**What you have to do**. Rewrite everything from the line containing "Each instance receives one keypoint. Mark the background" down to the end of the lines. Shift every coordinate in the answers by -127 and leave all other text unchanged.

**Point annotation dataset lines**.
::::

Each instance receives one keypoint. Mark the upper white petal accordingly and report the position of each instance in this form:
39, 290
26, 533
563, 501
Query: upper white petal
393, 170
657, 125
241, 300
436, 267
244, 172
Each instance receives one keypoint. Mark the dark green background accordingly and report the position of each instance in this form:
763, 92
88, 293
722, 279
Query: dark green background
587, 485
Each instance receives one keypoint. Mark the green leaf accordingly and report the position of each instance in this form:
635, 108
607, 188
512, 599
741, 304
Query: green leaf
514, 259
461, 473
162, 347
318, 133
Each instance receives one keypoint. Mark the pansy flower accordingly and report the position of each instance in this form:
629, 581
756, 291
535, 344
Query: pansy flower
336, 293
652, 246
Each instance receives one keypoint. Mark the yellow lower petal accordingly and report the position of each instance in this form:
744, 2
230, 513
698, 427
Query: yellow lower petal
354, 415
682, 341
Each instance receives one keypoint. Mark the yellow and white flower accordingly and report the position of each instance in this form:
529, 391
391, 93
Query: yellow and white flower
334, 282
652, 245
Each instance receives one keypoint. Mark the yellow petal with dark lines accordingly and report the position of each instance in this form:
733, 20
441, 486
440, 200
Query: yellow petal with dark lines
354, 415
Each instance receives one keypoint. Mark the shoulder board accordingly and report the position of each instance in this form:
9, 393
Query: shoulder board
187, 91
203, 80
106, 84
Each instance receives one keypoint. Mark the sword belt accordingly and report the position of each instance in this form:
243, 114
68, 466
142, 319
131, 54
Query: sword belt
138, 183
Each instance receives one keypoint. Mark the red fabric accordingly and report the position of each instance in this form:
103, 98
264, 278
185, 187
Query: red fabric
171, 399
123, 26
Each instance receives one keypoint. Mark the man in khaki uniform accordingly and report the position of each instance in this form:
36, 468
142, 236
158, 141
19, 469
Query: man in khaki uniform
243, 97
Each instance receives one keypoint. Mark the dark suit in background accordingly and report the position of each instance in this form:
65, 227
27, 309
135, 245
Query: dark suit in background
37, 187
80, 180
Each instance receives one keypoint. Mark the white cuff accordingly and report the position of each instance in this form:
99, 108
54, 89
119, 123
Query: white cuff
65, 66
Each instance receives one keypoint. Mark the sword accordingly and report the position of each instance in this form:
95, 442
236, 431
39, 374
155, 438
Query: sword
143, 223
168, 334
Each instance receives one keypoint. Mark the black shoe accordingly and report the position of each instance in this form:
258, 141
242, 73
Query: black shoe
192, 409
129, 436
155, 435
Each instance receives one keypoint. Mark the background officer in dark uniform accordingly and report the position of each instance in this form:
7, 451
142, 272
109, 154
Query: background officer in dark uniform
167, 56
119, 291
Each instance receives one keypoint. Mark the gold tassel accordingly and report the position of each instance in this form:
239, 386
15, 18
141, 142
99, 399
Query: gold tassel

::::

**Output of the exercise**.
Each instance receives one keypoint. Mark the background officer in dark uniform accordingly and report the position of each instance in this form:
7, 451
142, 272
109, 154
Query: background officer in dark uniform
40, -71
-8, 164
Each instance receives one keypoint. Mark the gold tassel accordingly and report the position of each instance in this form:
239, 386
15, 18
141, 142
99, 399
Query: gold tassel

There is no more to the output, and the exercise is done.